WORK TO COMPLETE
Search the records for the string "below", and show each line where it appears.
#####
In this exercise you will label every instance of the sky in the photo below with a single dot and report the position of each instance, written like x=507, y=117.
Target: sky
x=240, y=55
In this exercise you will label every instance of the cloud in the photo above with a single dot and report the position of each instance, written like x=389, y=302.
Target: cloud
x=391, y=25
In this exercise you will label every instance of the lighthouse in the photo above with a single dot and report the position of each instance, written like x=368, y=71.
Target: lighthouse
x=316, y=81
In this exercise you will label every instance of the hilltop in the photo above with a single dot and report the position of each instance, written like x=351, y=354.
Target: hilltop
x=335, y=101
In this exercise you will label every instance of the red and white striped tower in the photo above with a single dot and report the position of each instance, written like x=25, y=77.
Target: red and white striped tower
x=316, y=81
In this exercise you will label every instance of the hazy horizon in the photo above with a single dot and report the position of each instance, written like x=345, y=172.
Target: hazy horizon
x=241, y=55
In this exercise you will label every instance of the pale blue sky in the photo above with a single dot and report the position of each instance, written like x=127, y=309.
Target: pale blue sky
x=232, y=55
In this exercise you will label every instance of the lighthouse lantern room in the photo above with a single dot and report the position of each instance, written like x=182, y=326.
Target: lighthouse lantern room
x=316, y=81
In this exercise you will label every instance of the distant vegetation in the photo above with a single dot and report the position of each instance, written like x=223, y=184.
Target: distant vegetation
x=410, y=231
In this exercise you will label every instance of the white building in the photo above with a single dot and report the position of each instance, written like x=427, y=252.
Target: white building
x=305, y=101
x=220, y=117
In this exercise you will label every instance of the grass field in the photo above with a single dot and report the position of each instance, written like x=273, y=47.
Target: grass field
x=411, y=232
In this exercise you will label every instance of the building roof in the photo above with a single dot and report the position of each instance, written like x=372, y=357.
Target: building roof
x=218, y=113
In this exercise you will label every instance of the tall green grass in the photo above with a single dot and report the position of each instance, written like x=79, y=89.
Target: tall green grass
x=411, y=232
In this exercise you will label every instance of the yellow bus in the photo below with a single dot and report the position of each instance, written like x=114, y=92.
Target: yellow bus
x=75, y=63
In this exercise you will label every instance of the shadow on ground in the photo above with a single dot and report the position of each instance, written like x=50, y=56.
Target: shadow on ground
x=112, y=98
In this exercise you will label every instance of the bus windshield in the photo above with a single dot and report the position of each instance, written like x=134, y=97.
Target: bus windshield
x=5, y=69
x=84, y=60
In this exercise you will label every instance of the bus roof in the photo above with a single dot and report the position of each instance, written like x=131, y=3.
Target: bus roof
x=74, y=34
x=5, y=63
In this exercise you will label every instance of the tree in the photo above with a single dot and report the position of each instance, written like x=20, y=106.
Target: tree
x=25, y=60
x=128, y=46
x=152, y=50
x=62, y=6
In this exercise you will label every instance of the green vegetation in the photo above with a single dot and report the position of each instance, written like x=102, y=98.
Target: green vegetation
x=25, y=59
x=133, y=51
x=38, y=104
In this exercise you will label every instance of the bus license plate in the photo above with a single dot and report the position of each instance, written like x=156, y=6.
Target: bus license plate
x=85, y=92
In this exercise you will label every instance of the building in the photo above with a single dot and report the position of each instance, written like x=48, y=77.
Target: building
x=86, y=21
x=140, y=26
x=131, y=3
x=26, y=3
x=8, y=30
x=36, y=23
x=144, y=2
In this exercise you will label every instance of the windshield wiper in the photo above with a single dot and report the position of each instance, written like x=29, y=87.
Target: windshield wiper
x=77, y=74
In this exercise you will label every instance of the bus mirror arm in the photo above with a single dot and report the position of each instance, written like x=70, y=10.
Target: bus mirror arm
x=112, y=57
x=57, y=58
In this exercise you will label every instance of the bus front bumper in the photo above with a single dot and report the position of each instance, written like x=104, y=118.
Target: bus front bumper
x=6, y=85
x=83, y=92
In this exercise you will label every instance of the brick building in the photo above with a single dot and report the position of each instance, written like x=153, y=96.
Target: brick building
#####
YOUR SOLUTION
In this exercise you will label every instance of the sky in the photo below with a single dot and report the position of each instance, written like x=507, y=117.
In this exercise you will label every instance of the yellow bus in the photo below with a single dot and report the position of each instance, written like x=114, y=92.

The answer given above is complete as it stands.